> Task brief
Only some lines are wanted. Transcribe, exactly, the lines below from the line with "TARGET = coffee maker" up to and including the line with "TARGET = tile backsplash".

> Entries supplied
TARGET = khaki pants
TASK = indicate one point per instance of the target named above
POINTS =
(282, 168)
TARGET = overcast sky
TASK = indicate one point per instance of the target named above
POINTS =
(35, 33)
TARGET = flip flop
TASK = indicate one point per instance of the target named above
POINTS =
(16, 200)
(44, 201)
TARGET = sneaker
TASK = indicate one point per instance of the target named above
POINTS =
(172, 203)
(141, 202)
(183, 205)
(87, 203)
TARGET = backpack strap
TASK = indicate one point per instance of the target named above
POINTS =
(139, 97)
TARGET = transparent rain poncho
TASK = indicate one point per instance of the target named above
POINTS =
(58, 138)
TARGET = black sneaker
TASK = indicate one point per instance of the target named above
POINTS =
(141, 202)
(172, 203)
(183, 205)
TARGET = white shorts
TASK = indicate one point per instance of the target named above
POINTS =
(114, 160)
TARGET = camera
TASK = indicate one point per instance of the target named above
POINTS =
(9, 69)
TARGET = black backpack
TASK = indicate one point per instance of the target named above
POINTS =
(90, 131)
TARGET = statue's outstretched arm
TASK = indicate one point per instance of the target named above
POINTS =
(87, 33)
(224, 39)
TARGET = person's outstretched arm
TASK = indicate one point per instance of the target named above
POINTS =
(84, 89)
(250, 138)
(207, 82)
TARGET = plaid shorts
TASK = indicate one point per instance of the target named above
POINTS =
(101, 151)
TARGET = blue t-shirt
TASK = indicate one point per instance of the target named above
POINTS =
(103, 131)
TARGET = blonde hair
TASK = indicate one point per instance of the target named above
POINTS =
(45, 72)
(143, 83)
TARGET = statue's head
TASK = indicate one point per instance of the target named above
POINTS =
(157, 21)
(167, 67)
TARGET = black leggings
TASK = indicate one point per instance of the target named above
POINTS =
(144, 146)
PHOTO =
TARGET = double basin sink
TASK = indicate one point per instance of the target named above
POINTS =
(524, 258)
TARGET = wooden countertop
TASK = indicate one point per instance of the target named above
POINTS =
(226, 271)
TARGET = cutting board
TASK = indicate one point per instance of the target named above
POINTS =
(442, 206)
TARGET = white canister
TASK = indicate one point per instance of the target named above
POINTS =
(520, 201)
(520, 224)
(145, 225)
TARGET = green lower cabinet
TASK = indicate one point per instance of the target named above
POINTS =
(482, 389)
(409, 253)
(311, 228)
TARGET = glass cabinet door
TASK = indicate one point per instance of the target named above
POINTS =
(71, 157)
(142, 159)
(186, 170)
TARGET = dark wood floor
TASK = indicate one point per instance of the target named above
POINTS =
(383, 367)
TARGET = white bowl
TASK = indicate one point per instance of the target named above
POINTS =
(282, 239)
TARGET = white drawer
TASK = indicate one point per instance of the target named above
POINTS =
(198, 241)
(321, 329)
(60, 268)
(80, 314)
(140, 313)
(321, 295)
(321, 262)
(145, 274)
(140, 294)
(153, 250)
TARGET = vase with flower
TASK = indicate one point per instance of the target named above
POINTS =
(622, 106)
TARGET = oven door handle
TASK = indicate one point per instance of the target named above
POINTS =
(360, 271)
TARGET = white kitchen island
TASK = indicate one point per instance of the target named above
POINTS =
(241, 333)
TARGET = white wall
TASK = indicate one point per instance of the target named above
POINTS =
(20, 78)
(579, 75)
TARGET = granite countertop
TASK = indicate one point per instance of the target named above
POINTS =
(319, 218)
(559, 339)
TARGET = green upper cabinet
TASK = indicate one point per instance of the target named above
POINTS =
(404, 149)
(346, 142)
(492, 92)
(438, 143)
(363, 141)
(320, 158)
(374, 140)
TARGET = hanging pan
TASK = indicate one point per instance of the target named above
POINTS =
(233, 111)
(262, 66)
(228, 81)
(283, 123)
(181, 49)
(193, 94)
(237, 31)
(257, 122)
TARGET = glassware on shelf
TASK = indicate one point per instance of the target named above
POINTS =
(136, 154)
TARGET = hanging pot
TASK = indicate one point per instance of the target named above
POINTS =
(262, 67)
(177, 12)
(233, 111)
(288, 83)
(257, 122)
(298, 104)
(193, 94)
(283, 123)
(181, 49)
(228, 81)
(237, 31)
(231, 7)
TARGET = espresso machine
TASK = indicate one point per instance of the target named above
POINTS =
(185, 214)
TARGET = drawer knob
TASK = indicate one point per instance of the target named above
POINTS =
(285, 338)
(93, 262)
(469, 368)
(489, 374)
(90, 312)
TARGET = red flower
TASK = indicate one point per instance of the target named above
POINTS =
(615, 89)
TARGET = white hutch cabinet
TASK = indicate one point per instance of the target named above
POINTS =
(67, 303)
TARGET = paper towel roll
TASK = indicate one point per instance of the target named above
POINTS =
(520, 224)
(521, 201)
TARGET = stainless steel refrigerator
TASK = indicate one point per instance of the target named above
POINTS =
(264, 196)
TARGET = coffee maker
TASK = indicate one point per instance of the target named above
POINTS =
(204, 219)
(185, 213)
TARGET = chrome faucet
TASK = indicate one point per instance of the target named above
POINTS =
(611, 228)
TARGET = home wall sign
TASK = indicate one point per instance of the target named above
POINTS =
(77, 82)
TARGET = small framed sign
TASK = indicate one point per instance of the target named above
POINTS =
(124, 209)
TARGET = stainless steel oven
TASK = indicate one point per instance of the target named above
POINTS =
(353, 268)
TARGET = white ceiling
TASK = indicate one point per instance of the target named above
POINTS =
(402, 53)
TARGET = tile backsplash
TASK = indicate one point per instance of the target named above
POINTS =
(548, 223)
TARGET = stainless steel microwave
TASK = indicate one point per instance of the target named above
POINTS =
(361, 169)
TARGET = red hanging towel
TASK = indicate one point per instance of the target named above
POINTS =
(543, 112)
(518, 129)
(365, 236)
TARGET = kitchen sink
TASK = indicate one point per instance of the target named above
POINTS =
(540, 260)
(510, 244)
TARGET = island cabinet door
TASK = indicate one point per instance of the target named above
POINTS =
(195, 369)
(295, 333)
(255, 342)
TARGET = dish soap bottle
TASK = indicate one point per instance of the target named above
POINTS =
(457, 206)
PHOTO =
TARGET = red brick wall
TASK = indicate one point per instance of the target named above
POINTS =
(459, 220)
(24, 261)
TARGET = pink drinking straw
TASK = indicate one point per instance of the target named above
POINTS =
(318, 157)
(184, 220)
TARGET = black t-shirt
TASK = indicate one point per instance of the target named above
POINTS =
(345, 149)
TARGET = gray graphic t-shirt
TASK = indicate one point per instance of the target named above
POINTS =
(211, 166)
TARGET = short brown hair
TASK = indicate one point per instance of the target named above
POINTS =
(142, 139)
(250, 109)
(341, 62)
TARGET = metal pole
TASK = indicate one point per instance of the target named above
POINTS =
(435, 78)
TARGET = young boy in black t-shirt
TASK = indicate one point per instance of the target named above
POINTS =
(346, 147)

> Task result
TARGET = coffee maker
TASK = indicate one point per instance of the target named above
POINTS =
(204, 219)
(185, 213)
TARGET = chrome faucet
TASK = indicate one point per instance of the target named above
POINTS =
(611, 228)
TARGET = home wall sign
TASK = indicate one point per instance of the target named above
POINTS =
(77, 82)
TARGET = small framed sign
TASK = indicate one point per instance of the target named above
POINTS =
(124, 209)
TARGET = stainless steel oven
TASK = indicate one point per instance of the target named above
POINTS =
(353, 268)
TARGET = white ceiling
TASK = indicate one point per instance of the target named above
POINTS =
(402, 53)
TARGET = tile backsplash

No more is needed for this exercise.